→ JOB:
Arrange every row below as a numbered list, skipping blank lines and omitting the pictures.

---*---

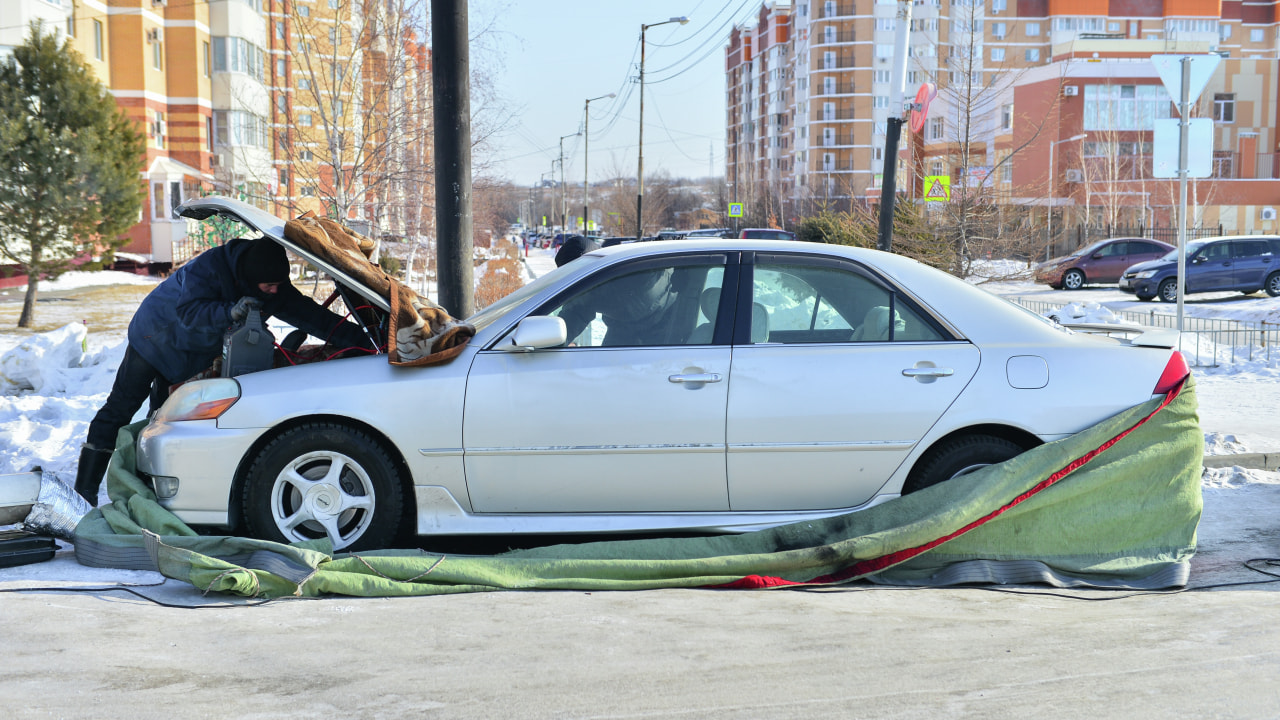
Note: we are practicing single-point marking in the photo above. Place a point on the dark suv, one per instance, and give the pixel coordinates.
(1244, 263)
(1100, 263)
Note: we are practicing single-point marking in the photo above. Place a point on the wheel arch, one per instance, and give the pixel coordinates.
(1018, 436)
(234, 502)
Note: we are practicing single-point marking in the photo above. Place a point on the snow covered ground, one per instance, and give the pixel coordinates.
(49, 392)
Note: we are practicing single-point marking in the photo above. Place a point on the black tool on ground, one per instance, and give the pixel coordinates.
(19, 547)
(247, 346)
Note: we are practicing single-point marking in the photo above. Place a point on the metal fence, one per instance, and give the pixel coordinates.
(1214, 341)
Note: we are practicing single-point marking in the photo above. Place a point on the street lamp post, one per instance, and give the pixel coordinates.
(640, 146)
(1052, 188)
(563, 203)
(586, 139)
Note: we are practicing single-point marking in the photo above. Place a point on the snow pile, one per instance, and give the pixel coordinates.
(77, 278)
(1220, 443)
(1083, 313)
(1237, 477)
(40, 363)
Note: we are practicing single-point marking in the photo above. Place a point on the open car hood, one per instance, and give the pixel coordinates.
(272, 227)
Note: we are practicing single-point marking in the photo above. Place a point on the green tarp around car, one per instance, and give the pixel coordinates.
(1112, 506)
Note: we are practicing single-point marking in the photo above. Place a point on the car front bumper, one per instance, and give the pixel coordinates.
(199, 461)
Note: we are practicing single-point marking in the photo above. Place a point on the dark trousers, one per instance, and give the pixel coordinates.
(136, 381)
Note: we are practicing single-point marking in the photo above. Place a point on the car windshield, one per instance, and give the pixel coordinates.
(498, 309)
(1192, 249)
(1089, 250)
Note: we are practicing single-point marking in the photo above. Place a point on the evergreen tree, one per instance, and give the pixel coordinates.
(69, 163)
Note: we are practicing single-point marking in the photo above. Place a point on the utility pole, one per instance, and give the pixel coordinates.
(640, 146)
(894, 128)
(451, 82)
(586, 139)
(563, 201)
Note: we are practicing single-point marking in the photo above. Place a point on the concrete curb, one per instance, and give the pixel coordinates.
(1251, 460)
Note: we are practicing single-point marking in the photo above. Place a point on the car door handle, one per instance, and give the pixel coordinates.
(928, 372)
(695, 378)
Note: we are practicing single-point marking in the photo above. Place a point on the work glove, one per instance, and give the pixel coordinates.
(242, 306)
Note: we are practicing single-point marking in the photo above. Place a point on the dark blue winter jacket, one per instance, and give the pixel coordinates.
(179, 327)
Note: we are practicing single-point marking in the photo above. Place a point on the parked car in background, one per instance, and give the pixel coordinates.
(766, 233)
(1244, 263)
(709, 232)
(684, 386)
(1100, 263)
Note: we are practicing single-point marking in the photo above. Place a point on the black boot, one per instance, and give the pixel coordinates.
(88, 473)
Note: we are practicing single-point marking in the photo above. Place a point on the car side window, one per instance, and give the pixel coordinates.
(656, 306)
(1251, 247)
(808, 304)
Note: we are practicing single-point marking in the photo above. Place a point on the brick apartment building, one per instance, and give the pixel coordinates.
(808, 98)
(291, 105)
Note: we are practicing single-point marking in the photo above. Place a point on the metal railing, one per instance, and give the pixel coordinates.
(1214, 341)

---*---

→ ANSWER FOR THIS EXERCISE:
1. Note: we are practicing single-point marking in the photo above. Place a point on the dark suv, one per instance, and give the pixel coordinates.
2. (1244, 263)
3. (1100, 263)
4. Note: we are practicing single-point marking in the photo above. Place a point on the wheel arch, one per instance, and give the pixel coordinates.
5. (1018, 436)
6. (234, 502)
7. Note: we are practicing single-point marking in the photo above. Place a point on the snow covered ground, one per instance, and give the pixel coordinates.
8. (49, 392)
9. Note: we are practicing single-point marking in the photo above. Place a point on the black tool on ground, one per instance, and give the pixel coordinates.
10. (19, 547)
11. (247, 346)
12. Note: we are practicing single-point marking in the photo above. Place a point on the metal fence, one per instance, and give the pixel coordinates.
13. (1214, 341)
14. Note: we are practicing single-point marking in the photo above. Place a point on the street lamp post, one per instance, and give the pixel coordinates.
15. (640, 146)
16. (1052, 188)
17. (563, 203)
18. (586, 139)
19. Note: we are practicing single-point marking in the photo above. Place a point on the snow pile, one per instance, and give the pixel coordinates.
20. (77, 278)
21. (1220, 443)
22. (1083, 313)
23. (1237, 477)
24. (40, 363)
25. Note: we are practicing single-point marking in the photo above. Place a point on the open car hood, one per instance, and give the pixel coordinates.
26. (272, 227)
27. Note: we are practicing single-point marking in the photo above. Place a point on the green tarp around car, one per instance, and give the pixel coordinates.
28. (1112, 506)
29. Note: we are practicing single-point marking in the photo above. Place a point on the car front bumper, one per instance, and give the pixel coordinates.
30. (199, 461)
31. Note: we are practicing single-point marking in the photo above. Place a point on the dark trousers, one per instance, and give the pixel coordinates.
32. (136, 381)
33. Note: we are practicing single-point marking in the photo above. Place a point on the car windshield, one per instance, and give the pixel coordinates.
34. (498, 309)
35. (1192, 249)
36. (1089, 250)
37. Note: we are practicing single-point marking in the photo above. Place a point on the evergreen tree, one per instance, and give the pixel coordinates.
38. (69, 163)
39. Note: we are practicing single-point marking in the photo above. Place a point on the utility pole, one per instance, and give the pixel coordinates.
40. (640, 146)
41. (894, 128)
42. (451, 82)
43. (586, 139)
44. (563, 201)
45. Note: we are practicing single-point marking in the photo above. Place a point on the concrete curb, one per instance, and give the pixel coordinates.
46. (1251, 460)
47. Note: we are practicing single-point marking in the photo above. Place a point on the car door handle, one per instance, and give the pixel coordinates.
48. (928, 372)
49. (695, 378)
50. Note: we are practicing single-point marking in the photo above. Place a point on the work glove, one per instance, and give the pixel coordinates.
51. (242, 306)
52. Note: we are practicing single-point marking in the photo above. Place a point on the dark blue winter jacket, one per instance, and give the pixel coordinates.
53. (179, 327)
54. Note: we are practicing single-point marking in the photo above. Place a point on the parked car in background, one per instance, and give the pixel coordinates.
55. (766, 233)
56. (1244, 263)
57. (709, 232)
58. (684, 386)
59. (1100, 263)
60. Note: we are practicing single-point marking in the photo above. Place a point on the black boot, one per instance, and give the pixel coordinates.
61. (88, 473)
62. Note: we are practicing single-point marking in the photo above. Place a point on the car side window, one per instance, and give the pixel coordinates.
63. (656, 306)
64. (1251, 247)
65. (808, 304)
66. Note: we are practicing single-point marking in the photo above. Place a point on the brick apartment building, one per instance, and give the pixel coordinates.
67. (808, 98)
68. (291, 105)
69. Note: we are practicing single-point marking in the photo above. Place a point on the metal railing, one per instance, and give the pixel coordinates.
70. (1214, 341)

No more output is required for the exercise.